_What you need to do_
From the data below, retype exactly the lines starting with the one that contains "Nesting-site review: place a pin on each instance of the leafy" and ending with the one that contains "Sample — (336,58)", both included.

--- Records Enclosed Below ---

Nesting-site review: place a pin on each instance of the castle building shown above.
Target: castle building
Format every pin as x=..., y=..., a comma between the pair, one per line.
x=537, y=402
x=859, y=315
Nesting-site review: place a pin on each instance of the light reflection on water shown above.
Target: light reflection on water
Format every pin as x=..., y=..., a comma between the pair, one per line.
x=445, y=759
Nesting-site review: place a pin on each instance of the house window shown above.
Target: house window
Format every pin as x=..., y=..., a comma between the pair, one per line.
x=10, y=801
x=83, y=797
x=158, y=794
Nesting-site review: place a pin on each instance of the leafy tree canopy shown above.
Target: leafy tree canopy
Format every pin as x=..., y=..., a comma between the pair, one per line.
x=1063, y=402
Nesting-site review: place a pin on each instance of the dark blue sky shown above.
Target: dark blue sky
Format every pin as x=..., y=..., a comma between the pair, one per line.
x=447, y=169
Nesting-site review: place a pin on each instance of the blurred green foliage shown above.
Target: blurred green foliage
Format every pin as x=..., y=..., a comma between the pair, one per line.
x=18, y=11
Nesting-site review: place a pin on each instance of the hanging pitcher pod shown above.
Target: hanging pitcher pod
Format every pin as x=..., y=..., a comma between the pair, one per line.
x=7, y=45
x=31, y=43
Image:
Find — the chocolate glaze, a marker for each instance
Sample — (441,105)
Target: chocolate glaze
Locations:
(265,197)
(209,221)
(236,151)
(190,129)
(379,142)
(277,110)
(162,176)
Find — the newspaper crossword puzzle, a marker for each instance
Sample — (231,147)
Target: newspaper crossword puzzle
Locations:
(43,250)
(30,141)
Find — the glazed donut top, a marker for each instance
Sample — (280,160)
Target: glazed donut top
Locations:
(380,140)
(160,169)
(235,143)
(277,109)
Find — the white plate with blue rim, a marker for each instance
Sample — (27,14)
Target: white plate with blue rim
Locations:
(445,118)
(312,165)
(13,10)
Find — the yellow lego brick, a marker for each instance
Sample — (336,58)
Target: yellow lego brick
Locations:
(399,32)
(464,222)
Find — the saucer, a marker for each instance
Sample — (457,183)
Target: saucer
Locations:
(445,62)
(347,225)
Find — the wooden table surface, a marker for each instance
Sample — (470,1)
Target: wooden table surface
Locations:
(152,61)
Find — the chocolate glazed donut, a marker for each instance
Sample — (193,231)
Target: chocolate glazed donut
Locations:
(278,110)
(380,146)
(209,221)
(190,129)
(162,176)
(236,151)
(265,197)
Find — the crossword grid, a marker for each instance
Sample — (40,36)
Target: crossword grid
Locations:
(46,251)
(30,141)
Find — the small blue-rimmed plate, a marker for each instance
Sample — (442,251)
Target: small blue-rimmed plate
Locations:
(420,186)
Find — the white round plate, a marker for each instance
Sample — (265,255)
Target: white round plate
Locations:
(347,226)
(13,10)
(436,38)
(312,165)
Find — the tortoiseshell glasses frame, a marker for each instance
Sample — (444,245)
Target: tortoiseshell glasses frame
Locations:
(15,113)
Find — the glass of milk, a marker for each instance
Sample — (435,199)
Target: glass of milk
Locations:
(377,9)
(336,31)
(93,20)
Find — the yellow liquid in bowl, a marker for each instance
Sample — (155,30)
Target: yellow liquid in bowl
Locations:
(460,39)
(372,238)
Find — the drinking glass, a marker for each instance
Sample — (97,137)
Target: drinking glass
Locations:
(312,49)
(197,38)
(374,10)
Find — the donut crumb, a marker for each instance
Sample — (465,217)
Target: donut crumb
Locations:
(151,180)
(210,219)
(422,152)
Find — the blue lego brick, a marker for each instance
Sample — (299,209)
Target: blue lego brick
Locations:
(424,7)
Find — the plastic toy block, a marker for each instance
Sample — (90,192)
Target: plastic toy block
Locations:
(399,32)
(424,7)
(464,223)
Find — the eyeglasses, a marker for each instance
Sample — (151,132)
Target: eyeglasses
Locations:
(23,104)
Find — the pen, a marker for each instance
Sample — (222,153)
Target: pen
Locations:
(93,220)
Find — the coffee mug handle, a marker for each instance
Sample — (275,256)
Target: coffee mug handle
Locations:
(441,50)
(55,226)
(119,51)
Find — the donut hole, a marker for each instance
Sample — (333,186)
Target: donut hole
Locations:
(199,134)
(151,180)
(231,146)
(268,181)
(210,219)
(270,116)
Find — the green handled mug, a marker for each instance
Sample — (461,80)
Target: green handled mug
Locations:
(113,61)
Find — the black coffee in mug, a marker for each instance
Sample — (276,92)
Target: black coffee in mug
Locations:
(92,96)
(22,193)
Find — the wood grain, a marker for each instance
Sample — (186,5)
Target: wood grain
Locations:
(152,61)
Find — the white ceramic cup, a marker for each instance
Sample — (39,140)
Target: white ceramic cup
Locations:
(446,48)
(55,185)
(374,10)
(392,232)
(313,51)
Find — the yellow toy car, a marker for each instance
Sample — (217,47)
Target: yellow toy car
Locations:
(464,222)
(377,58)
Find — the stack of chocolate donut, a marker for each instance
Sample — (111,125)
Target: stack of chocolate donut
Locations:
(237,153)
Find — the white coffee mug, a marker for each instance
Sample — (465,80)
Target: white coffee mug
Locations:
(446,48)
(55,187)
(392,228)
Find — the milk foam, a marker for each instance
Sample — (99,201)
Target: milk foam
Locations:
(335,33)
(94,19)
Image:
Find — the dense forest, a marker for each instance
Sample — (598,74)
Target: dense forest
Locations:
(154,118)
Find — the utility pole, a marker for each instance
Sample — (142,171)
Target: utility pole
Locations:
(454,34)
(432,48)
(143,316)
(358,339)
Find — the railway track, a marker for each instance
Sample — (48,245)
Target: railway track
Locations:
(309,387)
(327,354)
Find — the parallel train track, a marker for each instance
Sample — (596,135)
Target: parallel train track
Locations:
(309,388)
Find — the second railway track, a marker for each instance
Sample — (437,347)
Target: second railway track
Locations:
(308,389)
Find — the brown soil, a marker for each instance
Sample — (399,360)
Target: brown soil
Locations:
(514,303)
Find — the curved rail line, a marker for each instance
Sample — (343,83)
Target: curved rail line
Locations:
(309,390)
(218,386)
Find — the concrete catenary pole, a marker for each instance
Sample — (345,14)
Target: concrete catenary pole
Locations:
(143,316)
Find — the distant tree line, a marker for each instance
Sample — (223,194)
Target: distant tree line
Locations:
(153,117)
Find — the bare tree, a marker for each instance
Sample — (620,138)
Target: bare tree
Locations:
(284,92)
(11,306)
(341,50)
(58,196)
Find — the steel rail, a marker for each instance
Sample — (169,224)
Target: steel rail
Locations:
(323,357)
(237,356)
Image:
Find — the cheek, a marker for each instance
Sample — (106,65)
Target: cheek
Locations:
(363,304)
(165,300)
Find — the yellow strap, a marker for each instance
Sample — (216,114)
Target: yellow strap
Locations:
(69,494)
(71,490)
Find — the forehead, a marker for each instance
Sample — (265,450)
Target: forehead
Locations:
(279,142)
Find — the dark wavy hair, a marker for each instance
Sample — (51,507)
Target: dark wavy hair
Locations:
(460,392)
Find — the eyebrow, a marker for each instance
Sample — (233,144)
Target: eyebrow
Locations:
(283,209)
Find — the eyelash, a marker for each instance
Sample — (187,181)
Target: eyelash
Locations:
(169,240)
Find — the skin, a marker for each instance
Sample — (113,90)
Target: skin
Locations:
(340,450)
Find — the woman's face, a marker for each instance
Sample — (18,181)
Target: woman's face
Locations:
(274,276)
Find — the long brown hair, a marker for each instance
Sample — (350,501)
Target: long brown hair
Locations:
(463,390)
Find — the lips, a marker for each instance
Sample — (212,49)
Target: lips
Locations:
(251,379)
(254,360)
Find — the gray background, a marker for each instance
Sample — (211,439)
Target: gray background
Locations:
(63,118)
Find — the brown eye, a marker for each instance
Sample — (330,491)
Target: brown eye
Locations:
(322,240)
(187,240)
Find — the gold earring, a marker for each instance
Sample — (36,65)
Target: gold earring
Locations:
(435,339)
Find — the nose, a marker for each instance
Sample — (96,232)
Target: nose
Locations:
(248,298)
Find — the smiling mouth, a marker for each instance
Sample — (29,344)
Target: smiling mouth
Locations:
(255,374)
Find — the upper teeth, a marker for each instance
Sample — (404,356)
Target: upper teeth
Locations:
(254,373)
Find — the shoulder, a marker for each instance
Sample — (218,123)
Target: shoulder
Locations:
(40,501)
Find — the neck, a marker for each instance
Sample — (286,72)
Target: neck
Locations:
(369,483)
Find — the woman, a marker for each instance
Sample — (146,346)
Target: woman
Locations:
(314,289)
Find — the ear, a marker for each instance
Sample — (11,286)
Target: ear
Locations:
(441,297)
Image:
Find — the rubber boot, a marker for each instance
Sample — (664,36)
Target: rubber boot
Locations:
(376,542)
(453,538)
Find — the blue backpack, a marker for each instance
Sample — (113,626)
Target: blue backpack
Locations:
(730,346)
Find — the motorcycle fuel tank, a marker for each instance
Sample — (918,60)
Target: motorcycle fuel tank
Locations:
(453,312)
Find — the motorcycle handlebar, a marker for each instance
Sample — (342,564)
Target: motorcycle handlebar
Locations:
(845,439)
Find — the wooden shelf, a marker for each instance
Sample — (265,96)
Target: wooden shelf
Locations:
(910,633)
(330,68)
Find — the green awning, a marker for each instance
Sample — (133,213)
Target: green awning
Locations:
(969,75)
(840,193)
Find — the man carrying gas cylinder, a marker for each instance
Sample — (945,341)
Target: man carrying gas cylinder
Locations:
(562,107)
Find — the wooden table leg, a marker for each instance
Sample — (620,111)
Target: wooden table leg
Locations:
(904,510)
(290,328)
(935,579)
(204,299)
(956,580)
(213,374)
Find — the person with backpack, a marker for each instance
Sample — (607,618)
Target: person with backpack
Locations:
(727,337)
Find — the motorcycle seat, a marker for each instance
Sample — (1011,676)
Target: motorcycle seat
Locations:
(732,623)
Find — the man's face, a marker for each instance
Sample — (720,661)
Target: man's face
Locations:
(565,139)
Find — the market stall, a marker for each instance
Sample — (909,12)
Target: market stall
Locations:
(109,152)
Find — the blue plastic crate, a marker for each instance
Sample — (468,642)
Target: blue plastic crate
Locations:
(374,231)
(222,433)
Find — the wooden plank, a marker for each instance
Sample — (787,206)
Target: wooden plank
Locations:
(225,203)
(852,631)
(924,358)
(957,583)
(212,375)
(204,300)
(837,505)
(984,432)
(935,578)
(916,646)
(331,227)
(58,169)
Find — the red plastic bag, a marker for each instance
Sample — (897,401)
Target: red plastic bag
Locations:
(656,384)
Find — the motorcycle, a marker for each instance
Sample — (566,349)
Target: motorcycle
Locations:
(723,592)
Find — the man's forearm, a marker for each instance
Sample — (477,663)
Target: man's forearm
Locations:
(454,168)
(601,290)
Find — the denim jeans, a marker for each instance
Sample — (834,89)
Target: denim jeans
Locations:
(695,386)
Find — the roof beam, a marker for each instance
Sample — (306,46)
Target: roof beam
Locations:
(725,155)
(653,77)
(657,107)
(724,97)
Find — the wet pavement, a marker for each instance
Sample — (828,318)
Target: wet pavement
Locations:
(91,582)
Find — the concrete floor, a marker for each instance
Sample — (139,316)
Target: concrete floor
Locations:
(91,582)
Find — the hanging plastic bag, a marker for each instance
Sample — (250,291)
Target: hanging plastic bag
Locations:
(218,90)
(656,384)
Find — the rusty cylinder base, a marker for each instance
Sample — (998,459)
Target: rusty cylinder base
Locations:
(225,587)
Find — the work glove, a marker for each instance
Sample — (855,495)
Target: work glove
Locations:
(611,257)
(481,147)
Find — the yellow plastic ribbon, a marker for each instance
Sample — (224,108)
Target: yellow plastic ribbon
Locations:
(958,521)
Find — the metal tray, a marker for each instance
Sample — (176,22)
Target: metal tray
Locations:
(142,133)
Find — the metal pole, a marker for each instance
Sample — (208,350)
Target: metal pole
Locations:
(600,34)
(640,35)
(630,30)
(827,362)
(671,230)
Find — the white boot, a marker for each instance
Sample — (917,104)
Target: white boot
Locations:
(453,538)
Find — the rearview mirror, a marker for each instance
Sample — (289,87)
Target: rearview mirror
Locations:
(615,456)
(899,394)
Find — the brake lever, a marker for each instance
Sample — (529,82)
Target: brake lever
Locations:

--- End of Enclosed Records ---

_Exercise answer_
Nesting-site review: place a pin on each instance of the leafy tree canopy shown above.
Target: leafy tree canopy
Format every pin as x=..., y=..., a comma between the pair, one per line.
x=1063, y=402
Nesting-site review: place a pin on each instance of the dark blue sky shown above.
Target: dark blue sky
Format every pin as x=..., y=..., a comma between the pair, one per line.
x=447, y=169
Nesting-site review: place a pin on each instance of the blurred green foliage shown above.
Target: blurred green foliage
Format every pin as x=..., y=..., a comma between the pair, one per line.
x=18, y=11
Nesting-site review: place a pin on each instance of the hanging pitcher pod shown above.
Target: hanging pitcher pod
Format every pin as x=..., y=..., a comma between the pair, one per line.
x=7, y=45
x=31, y=43
Image:
Find — the chocolate glaze, a marker for each instance
Sample — (441,105)
Target: chocolate glaze
Locations:
(265,197)
(209,221)
(236,151)
(190,129)
(379,142)
(277,110)
(162,176)
Find — the newspaper crossword puzzle, a marker for each instance
Sample — (231,147)
Target: newspaper crossword puzzle
Locations:
(43,250)
(30,141)
Find — the glazed donut top, a marker for each instance
Sample — (280,160)
Target: glazed donut top
Locations:
(380,140)
(160,169)
(235,143)
(277,109)
Find — the white plate with blue rim, a marker for each instance
Sample — (27,14)
Target: white plate with blue rim
Locations:
(445,118)
(312,165)
(13,10)
Find — the yellow lego brick, a marker for each instance
Sample — (336,58)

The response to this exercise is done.